━━━ Provided data ━━━

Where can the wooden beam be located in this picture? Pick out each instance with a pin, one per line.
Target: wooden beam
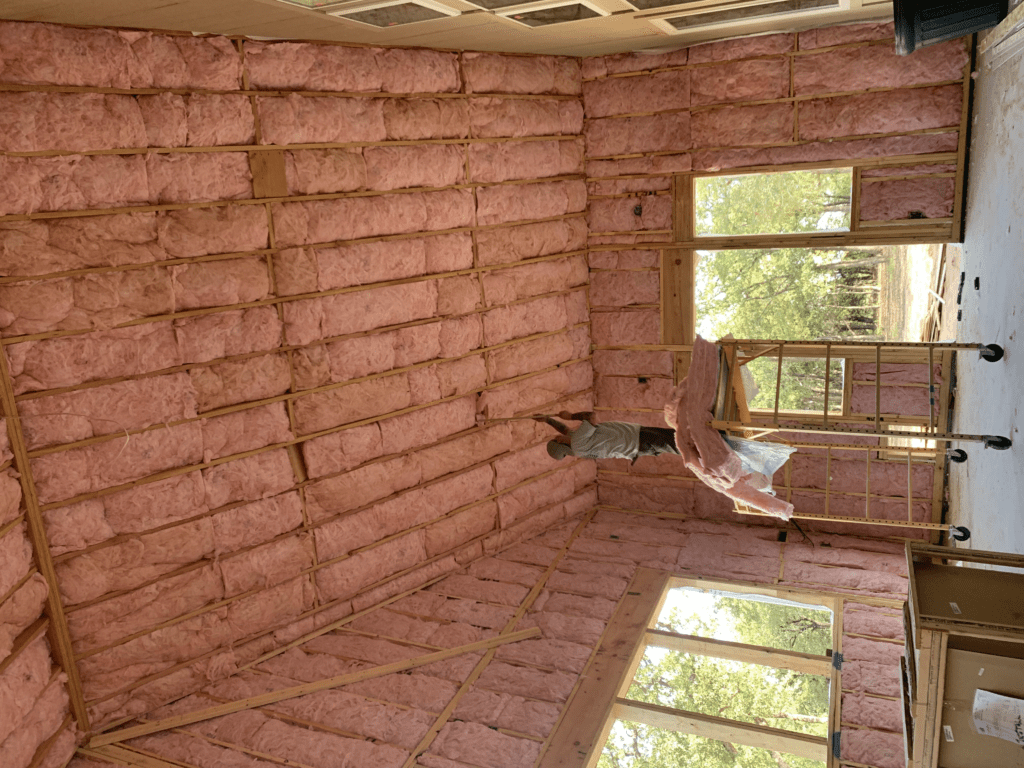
(123, 756)
(720, 729)
(580, 736)
(807, 664)
(57, 626)
(300, 690)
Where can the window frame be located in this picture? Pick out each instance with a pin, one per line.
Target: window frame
(587, 722)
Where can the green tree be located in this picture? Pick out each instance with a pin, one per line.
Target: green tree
(744, 692)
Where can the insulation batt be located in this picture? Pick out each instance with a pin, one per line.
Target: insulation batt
(510, 244)
(506, 286)
(102, 465)
(39, 723)
(625, 288)
(756, 80)
(846, 70)
(496, 73)
(625, 328)
(658, 92)
(17, 612)
(911, 110)
(705, 452)
(525, 160)
(599, 67)
(853, 33)
(740, 48)
(914, 144)
(114, 408)
(132, 511)
(330, 68)
(497, 205)
(899, 199)
(508, 118)
(627, 135)
(325, 221)
(743, 126)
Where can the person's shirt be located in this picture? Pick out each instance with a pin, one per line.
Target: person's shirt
(609, 439)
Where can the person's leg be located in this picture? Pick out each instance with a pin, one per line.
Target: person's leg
(655, 440)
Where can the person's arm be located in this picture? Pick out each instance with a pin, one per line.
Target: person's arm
(562, 429)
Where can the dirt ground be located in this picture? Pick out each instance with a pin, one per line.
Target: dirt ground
(905, 282)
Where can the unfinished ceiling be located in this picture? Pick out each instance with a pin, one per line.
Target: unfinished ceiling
(590, 28)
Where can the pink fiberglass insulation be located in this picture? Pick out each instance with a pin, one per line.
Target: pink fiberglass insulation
(257, 476)
(626, 328)
(909, 110)
(753, 80)
(48, 246)
(540, 315)
(352, 402)
(910, 198)
(245, 430)
(133, 511)
(374, 262)
(506, 286)
(743, 126)
(624, 260)
(513, 118)
(102, 465)
(619, 214)
(515, 359)
(843, 34)
(524, 160)
(632, 363)
(409, 510)
(411, 119)
(844, 70)
(318, 171)
(623, 392)
(497, 205)
(40, 721)
(715, 160)
(528, 394)
(15, 557)
(481, 745)
(599, 67)
(344, 313)
(329, 220)
(650, 164)
(627, 135)
(617, 186)
(131, 563)
(314, 68)
(301, 120)
(747, 47)
(33, 122)
(497, 73)
(19, 610)
(506, 245)
(196, 177)
(228, 383)
(706, 454)
(104, 410)
(209, 337)
(658, 92)
(625, 288)
(37, 53)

━━━

» What the task requires: Within the material above, output exactly the lines from the one with "Where can the dirt" through the one with "Where can the pink", end lines included, and nothing besides.

» Response to this task:
Where can the dirt ground be located in this picture? Pick out each instance with a pin, one per line.
Target: dirt ground
(905, 282)
Where can the unfinished ceiling be located in this picture? Pick out each instance with a pin, one per line.
Target: unfinished ceiling
(590, 28)
Where can the pink fiberglass insulation be located in this picture? Pick out each instance with a pin, one per line.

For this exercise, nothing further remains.